EXERCISE: Reproduce the entries below verbatim, from the start through the line containing "139), (400, 132)]", and include that line.

RECORD EXTRACTS:

########################################

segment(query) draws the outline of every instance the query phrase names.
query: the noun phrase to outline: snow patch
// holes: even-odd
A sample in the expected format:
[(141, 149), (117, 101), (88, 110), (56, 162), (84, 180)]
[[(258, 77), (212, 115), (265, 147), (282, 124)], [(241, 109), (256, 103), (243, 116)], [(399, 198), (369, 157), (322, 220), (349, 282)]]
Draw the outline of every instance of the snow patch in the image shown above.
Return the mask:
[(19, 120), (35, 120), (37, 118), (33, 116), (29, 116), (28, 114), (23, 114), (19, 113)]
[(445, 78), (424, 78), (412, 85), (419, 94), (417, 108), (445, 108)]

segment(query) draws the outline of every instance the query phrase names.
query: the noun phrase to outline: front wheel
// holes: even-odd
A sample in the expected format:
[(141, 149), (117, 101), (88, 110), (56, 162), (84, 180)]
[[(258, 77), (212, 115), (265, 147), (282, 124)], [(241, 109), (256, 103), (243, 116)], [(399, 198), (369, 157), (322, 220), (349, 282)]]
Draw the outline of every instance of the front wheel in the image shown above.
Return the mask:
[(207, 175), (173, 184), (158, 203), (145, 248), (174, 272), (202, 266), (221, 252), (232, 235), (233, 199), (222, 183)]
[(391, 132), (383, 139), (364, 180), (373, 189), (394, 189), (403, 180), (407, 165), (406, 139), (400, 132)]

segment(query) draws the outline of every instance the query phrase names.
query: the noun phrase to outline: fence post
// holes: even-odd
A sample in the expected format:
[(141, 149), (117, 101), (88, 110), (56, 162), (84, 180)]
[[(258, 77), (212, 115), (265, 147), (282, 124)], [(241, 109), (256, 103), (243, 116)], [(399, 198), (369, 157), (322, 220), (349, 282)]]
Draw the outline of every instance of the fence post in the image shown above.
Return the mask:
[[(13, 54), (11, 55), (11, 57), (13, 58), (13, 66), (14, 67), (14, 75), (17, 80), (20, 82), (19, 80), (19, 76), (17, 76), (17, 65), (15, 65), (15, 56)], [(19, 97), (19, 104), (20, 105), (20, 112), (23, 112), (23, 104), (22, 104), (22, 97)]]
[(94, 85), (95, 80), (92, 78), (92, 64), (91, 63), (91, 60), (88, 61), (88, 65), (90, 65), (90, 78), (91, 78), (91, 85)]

########################################

RESPONSE:
segment(query) draws the outline of every instance the query phrase names.
query: the noun phrase to outline: snow patch
// holes: even-odd
A sample in the expected format:
[(141, 149), (117, 101), (88, 110), (56, 162), (84, 180)]
[[(258, 77), (212, 115), (265, 147), (282, 124)], [(241, 109), (256, 103), (243, 116)], [(399, 198), (369, 157), (322, 220), (349, 282)]]
Draw the outline of every instance of the snow patch in the image shown above.
Return the mask:
[(19, 120), (35, 120), (37, 118), (33, 116), (29, 116), (28, 114), (23, 114), (19, 113)]
[(445, 78), (424, 78), (412, 85), (419, 94), (417, 108), (445, 108)]

segment(query) draws the outline of every instance the query phrase names.
query: the noun phrase to outline: front wheel
// holes: even-odd
A sample in the expected format:
[(141, 149), (117, 101), (88, 110), (56, 162), (84, 180)]
[[(258, 77), (212, 115), (265, 147), (282, 124)], [(241, 109), (256, 103), (243, 116)], [(399, 198), (369, 157), (322, 220), (349, 282)]]
Draw the outline of every instance of the front wheel in the image shown above.
Return the mask:
[(207, 175), (173, 184), (158, 203), (145, 248), (174, 272), (202, 266), (221, 252), (232, 235), (233, 199), (222, 183)]
[(391, 132), (383, 139), (364, 180), (373, 189), (394, 189), (403, 180), (407, 165), (406, 139), (400, 132)]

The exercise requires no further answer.